# 課題 A
次の一覧から、文字列「jacket」を含む行をすべて集めてください。大文字と小文字は区別するものとします。

親亡き後の生活を少しでも良くするために、障害児や障害者のために貯金をしてあげたいと思う親御さんも多いのではないでしょうか。
私もその1人で、定型発達の上の子にも軽度知的障害の下の子にもできるだけ資産を遺してあげたいと考えています!
ただ、障害の程度によっては障害児・障害者が財産管理を行えない可能性があるので注意しなければなりません。
障害の程度によっては、家族信託や成年後見制度などの利用も検討しましょう!
本記事では、障害児・障害者の貯金は誰名義で貯めるべきか、障害者の財産管理方法を紹介します。
私は、子供に遺すお金や自分の老後資金を新NISAで貯めていく予定です。
障害児育児中の家庭に、新NISAがおすすめな理由は下記の記事で詳しく解説しています。
- 8歳娘・5歳息子を育児中
- 息子は急性脳症の後遺症で弱視+軽度知的障害
- FP2級・Webライター歴8年
- 障害児・障害者のお金を本人名義で貯めるメリット・デメリット
- 障害児・障害者のお金を親名義で貯めるメリット・デメリット
- 障害児・障害者の財産管理方法
障害児・障害者名義で貯めるメリット
障害児・障害者名義でお金を貯めた場合、本人に判断能力があれば自由にお金を使えます。
他にも、障害児・障害者名義でお金を管理すれば、親が亡くなった後に他の相続人に資産が受け継がれることもありません。
それぞれ詳しく見ていきましょう。
本人が自由に使える
障害がありケアが必要であっても本人に判断能力がある場合、障害児・障害者名義で貯めたお金は本人が自由に使用できます。
障害があったとしても、趣味や好きなことがあるはずで、本人が自分の意思で好きなことにお金を使えるのは幸せなことだと思います
私の息子も軽度知的障害ですが、将来どんな暮らしや働き方をするにしても「好きなアイスを買う」など日常の中でちょっとした幸せを見つけてほしいです。
親亡き後に他の相続人に資産が渡ることがない
障害児・障害者名義でお金を貯め、本人が管理していた場合、障害のある子の親が亡くなったとしても、他の相続人に資産が渡ることはなりません。
相続権を持つ人物は、法律によって下記のように決まっています。
常に相続人 | 配偶者 |
第一順位 | 子供や孫 |
第二順位 | 両親・祖父母 |
第三順位 | 兄弟姉妹・甥姪 |
例えば、親が遺言書を用意していなかった場合は「障害のある子にお金を多めに遺したい」と考えていても、遺志が反映されない恐れがあります。

# 提供情報
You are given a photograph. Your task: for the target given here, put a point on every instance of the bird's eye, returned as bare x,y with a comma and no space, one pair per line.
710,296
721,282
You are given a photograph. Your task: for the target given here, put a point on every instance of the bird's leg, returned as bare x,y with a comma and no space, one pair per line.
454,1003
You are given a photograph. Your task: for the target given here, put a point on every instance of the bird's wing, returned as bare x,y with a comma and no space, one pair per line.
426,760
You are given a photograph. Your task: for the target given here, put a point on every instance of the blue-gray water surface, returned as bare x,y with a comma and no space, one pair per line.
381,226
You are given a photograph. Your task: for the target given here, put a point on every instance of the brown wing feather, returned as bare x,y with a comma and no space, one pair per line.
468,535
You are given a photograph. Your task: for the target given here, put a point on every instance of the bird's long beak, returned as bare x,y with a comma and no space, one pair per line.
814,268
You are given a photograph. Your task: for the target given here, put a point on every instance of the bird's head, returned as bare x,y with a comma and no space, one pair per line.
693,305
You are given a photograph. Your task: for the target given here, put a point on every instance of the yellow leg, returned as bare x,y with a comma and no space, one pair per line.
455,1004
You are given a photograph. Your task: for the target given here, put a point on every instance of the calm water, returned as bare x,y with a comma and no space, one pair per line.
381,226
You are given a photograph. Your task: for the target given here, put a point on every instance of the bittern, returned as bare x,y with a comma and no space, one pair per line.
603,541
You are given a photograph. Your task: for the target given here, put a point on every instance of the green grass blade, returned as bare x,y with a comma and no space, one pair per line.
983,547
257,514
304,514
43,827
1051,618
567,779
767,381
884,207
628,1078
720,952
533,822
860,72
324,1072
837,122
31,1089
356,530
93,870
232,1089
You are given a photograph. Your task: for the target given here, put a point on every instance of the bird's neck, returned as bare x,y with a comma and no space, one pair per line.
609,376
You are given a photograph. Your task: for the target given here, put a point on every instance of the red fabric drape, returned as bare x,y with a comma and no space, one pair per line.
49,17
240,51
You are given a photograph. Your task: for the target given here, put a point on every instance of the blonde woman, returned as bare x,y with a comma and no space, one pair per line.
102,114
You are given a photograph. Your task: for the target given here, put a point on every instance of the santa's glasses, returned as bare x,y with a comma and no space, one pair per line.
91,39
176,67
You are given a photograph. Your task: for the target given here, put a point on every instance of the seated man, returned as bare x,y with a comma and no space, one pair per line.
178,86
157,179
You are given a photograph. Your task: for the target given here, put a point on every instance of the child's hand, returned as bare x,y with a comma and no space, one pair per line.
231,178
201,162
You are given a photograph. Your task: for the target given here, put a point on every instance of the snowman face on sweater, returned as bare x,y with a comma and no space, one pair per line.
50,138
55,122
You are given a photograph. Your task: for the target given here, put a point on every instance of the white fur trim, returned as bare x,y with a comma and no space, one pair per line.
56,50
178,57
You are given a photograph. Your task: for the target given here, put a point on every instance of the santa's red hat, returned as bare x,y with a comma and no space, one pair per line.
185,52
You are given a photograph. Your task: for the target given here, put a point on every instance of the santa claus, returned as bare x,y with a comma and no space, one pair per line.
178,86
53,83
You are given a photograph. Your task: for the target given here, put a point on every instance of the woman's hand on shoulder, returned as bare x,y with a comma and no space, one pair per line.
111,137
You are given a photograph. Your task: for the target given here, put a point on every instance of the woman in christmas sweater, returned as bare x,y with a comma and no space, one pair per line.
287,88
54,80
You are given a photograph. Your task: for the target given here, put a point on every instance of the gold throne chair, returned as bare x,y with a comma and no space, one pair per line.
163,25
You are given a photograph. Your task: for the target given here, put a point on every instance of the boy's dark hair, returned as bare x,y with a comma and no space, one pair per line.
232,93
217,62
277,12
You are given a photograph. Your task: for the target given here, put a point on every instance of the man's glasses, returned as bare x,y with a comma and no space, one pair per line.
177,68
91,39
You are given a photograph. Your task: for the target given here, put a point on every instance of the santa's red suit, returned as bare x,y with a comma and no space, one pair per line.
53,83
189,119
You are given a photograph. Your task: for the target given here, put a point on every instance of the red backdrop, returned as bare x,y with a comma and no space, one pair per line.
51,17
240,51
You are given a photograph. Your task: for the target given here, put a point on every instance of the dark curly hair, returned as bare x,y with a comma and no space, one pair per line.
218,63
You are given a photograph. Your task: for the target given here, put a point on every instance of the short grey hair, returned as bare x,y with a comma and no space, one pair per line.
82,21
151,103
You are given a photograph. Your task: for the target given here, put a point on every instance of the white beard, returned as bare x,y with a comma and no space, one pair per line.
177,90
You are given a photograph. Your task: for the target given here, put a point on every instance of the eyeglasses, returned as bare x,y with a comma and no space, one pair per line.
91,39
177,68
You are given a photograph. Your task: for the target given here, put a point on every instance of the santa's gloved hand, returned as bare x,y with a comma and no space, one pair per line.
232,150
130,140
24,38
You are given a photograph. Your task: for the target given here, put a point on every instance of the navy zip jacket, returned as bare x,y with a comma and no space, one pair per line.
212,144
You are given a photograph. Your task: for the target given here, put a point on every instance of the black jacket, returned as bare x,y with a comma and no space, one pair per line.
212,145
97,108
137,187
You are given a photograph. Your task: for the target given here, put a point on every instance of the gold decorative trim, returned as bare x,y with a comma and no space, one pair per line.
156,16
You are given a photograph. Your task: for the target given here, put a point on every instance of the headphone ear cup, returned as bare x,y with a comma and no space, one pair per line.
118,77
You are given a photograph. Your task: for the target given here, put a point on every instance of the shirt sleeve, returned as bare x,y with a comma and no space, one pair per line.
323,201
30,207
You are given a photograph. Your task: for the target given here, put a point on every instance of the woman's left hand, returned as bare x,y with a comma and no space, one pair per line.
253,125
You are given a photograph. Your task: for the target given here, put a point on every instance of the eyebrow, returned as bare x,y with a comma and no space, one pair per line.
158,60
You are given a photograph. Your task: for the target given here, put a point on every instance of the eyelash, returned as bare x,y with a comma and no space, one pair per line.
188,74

# 課題 B
上記の障害児・障害者の貯金に関する文章を、最後の文に続けて書き継いでください。

# 出力 A
You are given a photograph. Your task: for the target given here, put a point on every instance of the navy zip jacket, returned as bare x,y with a comma and no space, one pair per line.
You are given a photograph. Your task: for the target given here, put a point on every instance of the black jacket, returned as bare x,y with a comma and no space, one pair per line.

# 出力 B
一方で、障害児・障害者に自分が元気なうちに贈与しておけば、自分が亡くなり相続が発生しても他の子供に資産が受け継がれることはありません。
障害児・障害者名義で貯めるリスク・デメリット
障害のある子供名義で貯金をする際には、障害児・障害者の判断能力の有無に注意しなければなりません。
他にも、障害児・障害者名義で貯金をしすぎてしまうと、本人に資産があるとされ、グループホームに入居できなくなる恐れもあります。
障害児・障害者名義で貯金するリスクやデメリットは、下記の通りです。
- 障害児・障害者本人が財産を管理できない恐れがある
- 資産があるとグループホームに入居しにくくなる場合がある
- 成年後見人が必要になったとき家族・親族以外が選ばれる可能性が上がる
それぞれ詳しく見ていきましょう。
障害児・障害者本人が財産を管理できない恐れがある
知的障害が重く判断能力がないとされると、障害児・障害者に判断能力がない場合は、預貯金の引き出しなどができなくなってしまうからです。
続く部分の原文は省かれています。